◆ TASK DETAILS: Go through the data below and pull out every line that contains the word "mask". Copy each of those lines in full and leave out the rest.

◆ WORKING DATA:

□ □ □

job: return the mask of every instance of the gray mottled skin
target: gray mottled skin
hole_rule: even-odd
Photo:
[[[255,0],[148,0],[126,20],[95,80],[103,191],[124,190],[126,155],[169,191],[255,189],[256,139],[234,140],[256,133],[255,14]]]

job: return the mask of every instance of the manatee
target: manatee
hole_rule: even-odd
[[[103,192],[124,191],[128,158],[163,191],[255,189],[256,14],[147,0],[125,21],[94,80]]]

□ □ □

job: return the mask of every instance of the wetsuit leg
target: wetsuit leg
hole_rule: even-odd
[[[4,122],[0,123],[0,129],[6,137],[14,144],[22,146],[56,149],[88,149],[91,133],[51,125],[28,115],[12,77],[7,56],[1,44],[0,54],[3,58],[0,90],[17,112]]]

□ □ □

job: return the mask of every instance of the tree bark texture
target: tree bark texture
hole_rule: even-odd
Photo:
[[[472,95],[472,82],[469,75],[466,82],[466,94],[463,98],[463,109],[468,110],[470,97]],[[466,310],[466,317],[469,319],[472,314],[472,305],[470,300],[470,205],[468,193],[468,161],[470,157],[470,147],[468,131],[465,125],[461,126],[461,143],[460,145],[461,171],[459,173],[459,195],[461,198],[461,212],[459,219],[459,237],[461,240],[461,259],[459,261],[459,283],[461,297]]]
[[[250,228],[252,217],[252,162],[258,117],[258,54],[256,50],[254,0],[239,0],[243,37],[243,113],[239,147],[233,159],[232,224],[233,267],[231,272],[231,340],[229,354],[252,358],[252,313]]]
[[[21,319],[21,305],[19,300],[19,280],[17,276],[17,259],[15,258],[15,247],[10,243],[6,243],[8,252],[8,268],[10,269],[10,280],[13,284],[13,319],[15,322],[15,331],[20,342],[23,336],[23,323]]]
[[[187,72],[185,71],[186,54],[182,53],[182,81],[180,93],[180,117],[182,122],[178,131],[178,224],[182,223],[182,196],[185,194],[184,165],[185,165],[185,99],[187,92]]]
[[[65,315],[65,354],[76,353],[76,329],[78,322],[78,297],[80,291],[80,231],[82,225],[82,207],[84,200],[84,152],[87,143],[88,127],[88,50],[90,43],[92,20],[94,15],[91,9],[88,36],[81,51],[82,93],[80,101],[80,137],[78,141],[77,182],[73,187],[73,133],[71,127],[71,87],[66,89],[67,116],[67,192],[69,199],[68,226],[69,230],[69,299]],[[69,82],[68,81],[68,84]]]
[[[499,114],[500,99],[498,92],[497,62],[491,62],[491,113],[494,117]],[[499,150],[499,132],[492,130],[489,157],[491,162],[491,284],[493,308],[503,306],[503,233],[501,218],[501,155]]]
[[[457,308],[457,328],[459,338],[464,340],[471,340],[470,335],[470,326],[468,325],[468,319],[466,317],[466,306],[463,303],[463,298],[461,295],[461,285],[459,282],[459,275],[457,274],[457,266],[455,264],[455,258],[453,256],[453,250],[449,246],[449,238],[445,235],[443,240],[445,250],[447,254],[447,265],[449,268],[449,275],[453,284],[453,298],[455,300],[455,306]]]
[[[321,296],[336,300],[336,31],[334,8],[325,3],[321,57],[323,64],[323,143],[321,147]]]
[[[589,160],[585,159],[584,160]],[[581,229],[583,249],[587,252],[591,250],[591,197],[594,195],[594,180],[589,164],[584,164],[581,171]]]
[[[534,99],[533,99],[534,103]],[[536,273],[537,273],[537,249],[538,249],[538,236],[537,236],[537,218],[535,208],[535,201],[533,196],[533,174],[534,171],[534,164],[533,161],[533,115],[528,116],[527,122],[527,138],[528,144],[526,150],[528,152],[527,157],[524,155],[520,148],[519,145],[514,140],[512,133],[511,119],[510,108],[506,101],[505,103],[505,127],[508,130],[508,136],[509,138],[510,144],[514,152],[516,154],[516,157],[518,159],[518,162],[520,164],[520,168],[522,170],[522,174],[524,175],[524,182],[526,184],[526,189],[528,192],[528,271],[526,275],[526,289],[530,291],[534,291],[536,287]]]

□ □ □

◆ CORRECT ANSWER:
job: return the mask of every instance of the gray mottled skin
job: return the mask of every instance of the manatee
job: return the mask of every instance of the wetsuit leg
job: return the mask of every instance of the tree bark texture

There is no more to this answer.